Exercise: Turn every line of the items below into a Markdown table with two columns, Row and Item line, numbering the rows in order and leaving out blank lines.
• • • • •
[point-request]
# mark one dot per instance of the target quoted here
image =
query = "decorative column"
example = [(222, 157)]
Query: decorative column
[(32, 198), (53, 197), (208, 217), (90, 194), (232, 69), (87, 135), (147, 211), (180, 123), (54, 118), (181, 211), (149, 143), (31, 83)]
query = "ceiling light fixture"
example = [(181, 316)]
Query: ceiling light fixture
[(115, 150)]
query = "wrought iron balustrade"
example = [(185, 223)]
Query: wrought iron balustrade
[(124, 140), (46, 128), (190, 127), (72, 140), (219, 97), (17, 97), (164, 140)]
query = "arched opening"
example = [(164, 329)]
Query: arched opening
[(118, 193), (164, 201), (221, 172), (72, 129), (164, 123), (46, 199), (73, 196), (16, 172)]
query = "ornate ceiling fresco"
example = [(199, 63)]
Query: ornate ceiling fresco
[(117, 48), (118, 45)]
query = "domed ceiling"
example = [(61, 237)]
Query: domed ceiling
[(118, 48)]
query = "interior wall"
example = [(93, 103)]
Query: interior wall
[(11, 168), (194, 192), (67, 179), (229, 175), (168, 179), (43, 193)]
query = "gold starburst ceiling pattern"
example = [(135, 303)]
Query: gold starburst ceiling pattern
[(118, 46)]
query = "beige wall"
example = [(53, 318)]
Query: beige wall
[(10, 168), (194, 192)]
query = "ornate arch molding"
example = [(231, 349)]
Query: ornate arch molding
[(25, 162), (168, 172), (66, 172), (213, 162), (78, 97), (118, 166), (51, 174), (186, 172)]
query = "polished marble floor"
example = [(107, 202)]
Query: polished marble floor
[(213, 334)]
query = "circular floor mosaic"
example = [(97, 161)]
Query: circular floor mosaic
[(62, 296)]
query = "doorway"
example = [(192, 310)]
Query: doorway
• • • • •
Response for this exercise:
| Row | Item line |
|---|---|
| 1 | [point-request] |
| 2 | # mark one dot per instance of the target quoted here |
| 3 | image = |
| 4 | query = "decorative column" |
| 5 | example = [(222, 157)] |
| 6 | Query: decorative column |
| 7 | [(32, 198), (53, 197), (208, 217), (90, 194), (232, 69), (87, 135), (147, 211), (180, 123), (54, 118), (181, 211), (149, 143), (31, 83)] |
| 8 | query = "ceiling light fixture" |
| 9 | example = [(181, 316)] |
| 10 | Query: ceiling light fixture |
| 11 | [(115, 150)] |
| 12 | query = "wrought iron balustrade" |
| 13 | example = [(185, 223)] |
| 14 | Query: wrought iron balustrade |
| 15 | [(124, 140), (46, 128), (190, 127), (72, 140), (219, 97), (17, 97), (164, 140)] |
| 16 | query = "arched opening" |
| 17 | example = [(164, 329)] |
| 18 | Query: arched opening |
| 19 | [(118, 193), (164, 201), (221, 172), (72, 129), (164, 123), (46, 199), (73, 196), (16, 172)] |
| 20 | query = "ornate ceiling fresco" |
| 21 | example = [(199, 63)] |
| 22 | Query: ornate ceiling fresco |
| 23 | [(117, 48), (118, 45)] |
| 24 | query = "domed ceiling" |
| 25 | example = [(61, 237)] |
| 26 | Query: domed ceiling |
| 27 | [(118, 48)] |
| 28 | query = "interior wall" |
| 29 | example = [(93, 103)] |
| 30 | Query: interior wall |
| 31 | [(11, 168), (194, 192), (67, 179), (229, 175), (168, 179), (43, 193)] |
| 32 | query = "gold starburst ceiling pattern" |
| 33 | example = [(135, 303)] |
| 34 | Query: gold starburst ceiling pattern |
| 35 | [(118, 46)] |
| 36 | query = "beige wall" |
| 37 | example = [(53, 318)] |
| 38 | Query: beige wall |
| 39 | [(10, 168), (194, 192)] |
| 40 | query = "ornate arch molding" |
| 41 | example = [(231, 349)] |
| 42 | Query: ornate arch molding |
| 43 | [(25, 162), (168, 172), (66, 172), (213, 162), (78, 97), (118, 166), (51, 174), (186, 172)] |
| 44 | query = "polished marble floor" |
| 45 | example = [(107, 202)] |
| 46 | Query: polished marble floor |
| 47 | [(213, 334)] |
| 48 | query = "circular floor mosaic" |
| 49 | example = [(97, 161)] |
| 50 | Query: circular floor mosaic |
| 51 | [(62, 296)] |
| 52 | query = "doorway" |
| 53 | example = [(192, 310)] |
| 54 | Query: doorway |